## What the task asks
Can you update the part of the murder mystery summary that opens with the words "District Attorney Roger" and closes with "before Ross's murder.", giving it again with "receptionist" changed to "assistant"?

== Extract provided

A disparate group of individuals are in a room; some are gambling, some are drinking coffee, others are chatting as if at a party. Curtains are removed from the windows to reveal bars. The group is in a prison to witness the execution of hard core murderer Nick Ross. Ross is told there has been no commutation of his execution. Having never given a confession, Ross proceeds to tell the crowd of the true events of what happened as his benefactor promised him his release; but then falls over dead, the victim of a poison dart.
District Attorney Roger Phillips conducts a search of the occupants of the room and together with his girlfriend crime reporter Geri Reynolds and his young receptionist Tommy solve the murder and the criminal mastermind behind Ross.
Roger searches everyone in the room for the murder weapon, then has everyone return to the same seats in which they sat before Ross's murder.

====
== Provided material

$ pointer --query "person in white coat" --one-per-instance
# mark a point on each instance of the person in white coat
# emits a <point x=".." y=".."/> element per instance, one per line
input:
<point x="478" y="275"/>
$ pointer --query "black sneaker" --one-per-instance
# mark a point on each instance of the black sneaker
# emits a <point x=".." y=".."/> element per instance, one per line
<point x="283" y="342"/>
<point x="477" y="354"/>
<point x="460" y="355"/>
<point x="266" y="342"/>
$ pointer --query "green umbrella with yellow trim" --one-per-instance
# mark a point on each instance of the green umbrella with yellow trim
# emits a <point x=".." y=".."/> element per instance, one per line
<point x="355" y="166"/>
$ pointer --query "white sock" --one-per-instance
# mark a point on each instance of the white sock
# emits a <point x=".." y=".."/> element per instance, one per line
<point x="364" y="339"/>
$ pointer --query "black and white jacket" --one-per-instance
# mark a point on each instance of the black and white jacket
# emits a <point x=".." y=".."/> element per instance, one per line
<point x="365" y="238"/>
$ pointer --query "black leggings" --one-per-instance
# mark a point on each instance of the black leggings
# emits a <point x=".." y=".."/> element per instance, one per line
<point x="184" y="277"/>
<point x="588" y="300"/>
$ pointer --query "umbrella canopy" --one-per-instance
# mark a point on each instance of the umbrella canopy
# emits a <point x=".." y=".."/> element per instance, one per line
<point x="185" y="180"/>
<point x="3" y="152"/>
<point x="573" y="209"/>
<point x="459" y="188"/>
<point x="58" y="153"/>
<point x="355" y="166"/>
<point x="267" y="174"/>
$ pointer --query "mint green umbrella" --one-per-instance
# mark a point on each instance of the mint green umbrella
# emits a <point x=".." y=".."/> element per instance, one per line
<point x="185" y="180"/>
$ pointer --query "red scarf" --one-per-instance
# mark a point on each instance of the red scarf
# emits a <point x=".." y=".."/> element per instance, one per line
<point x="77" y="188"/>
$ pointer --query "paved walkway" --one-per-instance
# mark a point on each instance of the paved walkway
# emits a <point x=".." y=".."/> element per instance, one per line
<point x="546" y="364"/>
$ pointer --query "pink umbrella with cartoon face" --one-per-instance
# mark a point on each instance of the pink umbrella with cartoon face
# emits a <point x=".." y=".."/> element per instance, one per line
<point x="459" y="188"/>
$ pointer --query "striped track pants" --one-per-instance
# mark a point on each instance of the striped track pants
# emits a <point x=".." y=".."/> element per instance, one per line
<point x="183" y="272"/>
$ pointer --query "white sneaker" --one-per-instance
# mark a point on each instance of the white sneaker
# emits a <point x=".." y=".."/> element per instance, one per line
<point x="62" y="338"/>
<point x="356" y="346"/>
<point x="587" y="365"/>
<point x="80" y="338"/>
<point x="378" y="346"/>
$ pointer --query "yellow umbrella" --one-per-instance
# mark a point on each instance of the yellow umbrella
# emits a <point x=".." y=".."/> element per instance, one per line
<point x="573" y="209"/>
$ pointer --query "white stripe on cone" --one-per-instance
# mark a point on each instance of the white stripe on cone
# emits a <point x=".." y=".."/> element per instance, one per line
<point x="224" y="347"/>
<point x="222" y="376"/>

====

## Response below
District Attorney Roger Phillips conducts a search of the occupants of the room and together with his girlfriend crime reporter Geri Reynolds and his young assistant Tommy solve the murder and the criminal mastermind behind Ross.
Roger searches everyone in the room for the murder weapon, then has everyone return to the same seats in which they sat before Ross's murder.